**DOCUMENT SECTION:**
Top AI models fail at >96% of tasks
zdnet.comThis paper creates a new benchmark comprised of real remote work tasks sourced from the remote working website Upwork. The best commercial LLMs like Opus, GPT, Gemini, and Grok were tested.
Models released a few days ago, Opus 4.6 and GPT 5.3, haven't been tested yet, but given the performance on other micro-benchmarks, they will probably not be much different on this benchmark.
They didn't test Opus at all, only Sonnet.
One of the tasks was "Build an interactive dashboard for exploring data from the World Happiness Report." -- I can't imagine how Opus4.5 could've failed that.
Check the link to the study. It has been updated for Opus 4.5.
Kinda sus that least known model did best and none of the more recent models were tested. Capabilities grow very fast. So things that now routinely succeed rarely ever succeeded even half a year ago.

**PROBLEM SET:**
**A)** From the discussion of the AI benchmark, extract the passage starting at "Top AI models" and ending at "could've failed that.".
**B)** In the post about the AI benchmark, which website were the remote work tasks taken from?
**C)** Continue the discussion of the AI benchmark after its last comment.

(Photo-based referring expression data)
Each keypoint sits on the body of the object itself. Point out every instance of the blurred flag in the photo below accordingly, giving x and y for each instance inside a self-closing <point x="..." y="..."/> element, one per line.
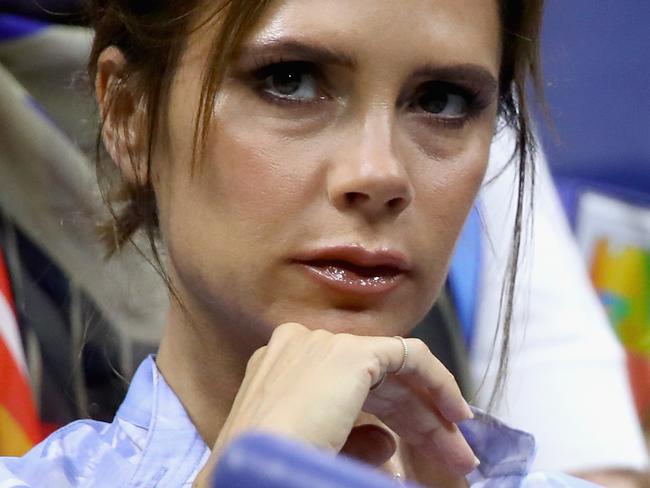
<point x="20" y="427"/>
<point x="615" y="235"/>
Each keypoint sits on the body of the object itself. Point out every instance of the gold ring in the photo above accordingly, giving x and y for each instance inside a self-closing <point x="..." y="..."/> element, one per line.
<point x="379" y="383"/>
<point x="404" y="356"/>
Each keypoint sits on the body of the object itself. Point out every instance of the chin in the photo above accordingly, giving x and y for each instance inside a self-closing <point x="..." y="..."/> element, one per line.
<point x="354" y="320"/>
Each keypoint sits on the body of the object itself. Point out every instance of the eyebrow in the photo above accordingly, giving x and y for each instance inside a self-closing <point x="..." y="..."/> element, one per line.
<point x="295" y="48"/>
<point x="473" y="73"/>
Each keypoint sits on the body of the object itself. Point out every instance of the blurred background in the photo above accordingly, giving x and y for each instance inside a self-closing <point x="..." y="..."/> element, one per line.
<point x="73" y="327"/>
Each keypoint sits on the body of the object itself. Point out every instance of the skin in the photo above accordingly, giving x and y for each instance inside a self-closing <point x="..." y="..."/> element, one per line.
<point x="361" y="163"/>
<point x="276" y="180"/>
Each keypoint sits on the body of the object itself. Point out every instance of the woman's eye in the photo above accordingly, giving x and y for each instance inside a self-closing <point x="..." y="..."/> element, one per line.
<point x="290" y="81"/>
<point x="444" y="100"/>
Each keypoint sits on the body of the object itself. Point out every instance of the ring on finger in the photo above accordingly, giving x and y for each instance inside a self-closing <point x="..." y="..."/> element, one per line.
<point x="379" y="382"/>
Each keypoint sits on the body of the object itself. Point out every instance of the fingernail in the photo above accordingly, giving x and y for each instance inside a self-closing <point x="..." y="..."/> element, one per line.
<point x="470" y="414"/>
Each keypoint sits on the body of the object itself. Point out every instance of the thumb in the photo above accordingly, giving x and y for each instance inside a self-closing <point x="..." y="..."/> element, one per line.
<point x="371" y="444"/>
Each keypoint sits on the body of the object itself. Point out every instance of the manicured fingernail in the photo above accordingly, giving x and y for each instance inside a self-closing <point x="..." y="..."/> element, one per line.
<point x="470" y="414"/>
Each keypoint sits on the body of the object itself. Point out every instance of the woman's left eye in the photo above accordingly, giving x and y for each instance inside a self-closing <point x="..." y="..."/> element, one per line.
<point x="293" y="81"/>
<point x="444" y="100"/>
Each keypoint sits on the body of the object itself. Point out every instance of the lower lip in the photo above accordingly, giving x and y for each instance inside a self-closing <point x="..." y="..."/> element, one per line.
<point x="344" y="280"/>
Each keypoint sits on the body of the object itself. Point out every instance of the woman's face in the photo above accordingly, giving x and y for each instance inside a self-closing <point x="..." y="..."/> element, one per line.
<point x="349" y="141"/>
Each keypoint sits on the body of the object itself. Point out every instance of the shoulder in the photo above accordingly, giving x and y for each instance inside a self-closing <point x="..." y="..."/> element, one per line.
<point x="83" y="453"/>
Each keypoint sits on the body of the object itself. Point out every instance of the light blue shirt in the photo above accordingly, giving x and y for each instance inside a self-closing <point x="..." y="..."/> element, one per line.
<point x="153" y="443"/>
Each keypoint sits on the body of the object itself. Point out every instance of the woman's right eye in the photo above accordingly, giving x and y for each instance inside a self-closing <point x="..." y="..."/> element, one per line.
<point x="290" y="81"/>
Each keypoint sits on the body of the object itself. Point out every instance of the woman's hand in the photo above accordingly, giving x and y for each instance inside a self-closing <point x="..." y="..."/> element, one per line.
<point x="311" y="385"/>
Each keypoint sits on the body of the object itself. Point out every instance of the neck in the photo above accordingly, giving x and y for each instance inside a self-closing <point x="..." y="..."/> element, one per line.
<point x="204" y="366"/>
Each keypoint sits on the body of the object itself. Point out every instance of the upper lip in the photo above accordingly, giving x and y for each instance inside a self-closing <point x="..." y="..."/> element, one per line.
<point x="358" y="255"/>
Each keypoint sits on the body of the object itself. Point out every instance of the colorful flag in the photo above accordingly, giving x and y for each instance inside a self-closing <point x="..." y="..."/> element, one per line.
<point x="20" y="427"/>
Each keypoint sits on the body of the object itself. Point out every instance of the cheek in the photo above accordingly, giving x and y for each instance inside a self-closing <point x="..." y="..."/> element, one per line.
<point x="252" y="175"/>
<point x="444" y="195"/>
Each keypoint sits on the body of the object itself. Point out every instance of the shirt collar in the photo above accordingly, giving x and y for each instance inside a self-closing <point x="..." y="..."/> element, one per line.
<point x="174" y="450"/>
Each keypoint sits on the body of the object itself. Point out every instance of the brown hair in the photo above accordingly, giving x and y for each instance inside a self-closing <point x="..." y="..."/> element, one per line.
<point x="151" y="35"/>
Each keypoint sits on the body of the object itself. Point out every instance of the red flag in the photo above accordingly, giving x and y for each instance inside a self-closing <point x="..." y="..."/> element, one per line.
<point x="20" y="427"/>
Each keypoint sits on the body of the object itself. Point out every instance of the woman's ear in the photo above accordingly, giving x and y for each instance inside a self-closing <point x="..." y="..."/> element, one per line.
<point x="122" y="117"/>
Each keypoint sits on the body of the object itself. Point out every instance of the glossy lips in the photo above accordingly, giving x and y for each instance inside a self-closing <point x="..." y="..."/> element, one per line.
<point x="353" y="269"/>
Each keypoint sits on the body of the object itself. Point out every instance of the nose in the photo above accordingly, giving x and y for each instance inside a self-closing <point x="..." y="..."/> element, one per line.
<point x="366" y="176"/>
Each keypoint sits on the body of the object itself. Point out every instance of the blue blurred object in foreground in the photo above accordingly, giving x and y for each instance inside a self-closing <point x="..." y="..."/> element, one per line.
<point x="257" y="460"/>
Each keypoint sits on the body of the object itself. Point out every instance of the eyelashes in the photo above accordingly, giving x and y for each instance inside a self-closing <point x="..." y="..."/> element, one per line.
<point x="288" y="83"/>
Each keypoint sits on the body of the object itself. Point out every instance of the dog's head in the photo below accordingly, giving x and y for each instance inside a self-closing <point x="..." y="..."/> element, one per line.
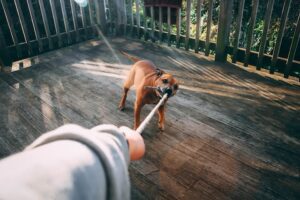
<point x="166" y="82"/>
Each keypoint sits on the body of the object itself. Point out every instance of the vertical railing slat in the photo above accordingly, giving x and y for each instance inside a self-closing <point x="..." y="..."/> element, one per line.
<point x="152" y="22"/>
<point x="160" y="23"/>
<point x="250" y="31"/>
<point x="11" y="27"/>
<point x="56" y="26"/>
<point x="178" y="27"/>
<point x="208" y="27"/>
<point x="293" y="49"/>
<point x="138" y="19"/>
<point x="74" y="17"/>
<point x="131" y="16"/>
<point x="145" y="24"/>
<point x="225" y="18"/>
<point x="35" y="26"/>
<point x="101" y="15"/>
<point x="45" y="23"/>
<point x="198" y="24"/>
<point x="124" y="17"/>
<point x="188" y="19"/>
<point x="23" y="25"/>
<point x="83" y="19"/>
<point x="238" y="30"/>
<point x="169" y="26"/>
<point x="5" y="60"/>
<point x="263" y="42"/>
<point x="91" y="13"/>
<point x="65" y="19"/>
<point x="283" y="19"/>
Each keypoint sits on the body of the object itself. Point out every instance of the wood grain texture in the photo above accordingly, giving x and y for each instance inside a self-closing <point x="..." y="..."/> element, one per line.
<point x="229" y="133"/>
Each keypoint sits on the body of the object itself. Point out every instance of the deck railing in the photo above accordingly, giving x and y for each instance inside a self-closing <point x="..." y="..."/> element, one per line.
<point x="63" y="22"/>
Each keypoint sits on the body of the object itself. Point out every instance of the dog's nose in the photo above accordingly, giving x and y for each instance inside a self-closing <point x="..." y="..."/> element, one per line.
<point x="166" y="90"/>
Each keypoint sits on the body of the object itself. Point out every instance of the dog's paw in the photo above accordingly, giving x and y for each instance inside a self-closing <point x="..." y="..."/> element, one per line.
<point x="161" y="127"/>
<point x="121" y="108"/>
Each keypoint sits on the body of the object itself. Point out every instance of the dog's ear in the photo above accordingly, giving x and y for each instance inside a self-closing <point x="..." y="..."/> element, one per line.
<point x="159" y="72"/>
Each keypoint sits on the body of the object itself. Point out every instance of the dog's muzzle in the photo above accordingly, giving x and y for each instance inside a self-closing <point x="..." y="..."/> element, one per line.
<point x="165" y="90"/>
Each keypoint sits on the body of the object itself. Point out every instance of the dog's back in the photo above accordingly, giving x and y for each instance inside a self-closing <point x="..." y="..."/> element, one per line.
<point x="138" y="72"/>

**ANSWERS IN ORDER:**
**A)**
Top AI models fail at >96% of tasks
zdnet.comThis paper creates a new benchmark comprised of real remote work tasks sourced from the remote working website Upwork. The best commercial LLMs like Opus, GPT, Gemini, and Grok were tested.
Models released a few days ago, Opus 4.6 and GPT 5.3, haven't been tested yet, but given the performance on other micro-benchmarks, they will probably not be much different on this benchmark.
They didn't test Opus at all, only Sonnet.
One of the tasks was "Build an interactive dashboard for exploring data from the World Happiness Report." -- I can't imagine how Opus4.5 could've failed that.

**B)** Upwork

**C)**
I mean performance is so bad across the board that this is likely essentially random. Monkeys accidentally doing a bit of Shakespeare.
That's wildly overestimating what monkeys can do on a typewriter.
It takes a lot to just be mediocre. Which, don't get me wrong, I'll agree current ML is, it's just that "mediocre" is an incomprehensibly huge step up from "random".
This post really should be edited to say 96% of tasks posted on Upwork. Since we would all expect that to happen.
You think they don't? You think AI can replace programmers, today?
Then go ahead and use AI to fix this: https://gitlab.gnome.org/GNOME/mutter/-/issues/4051
Rewrite it in react it will.
ChatGPT: when you want spellcheck to argue with you.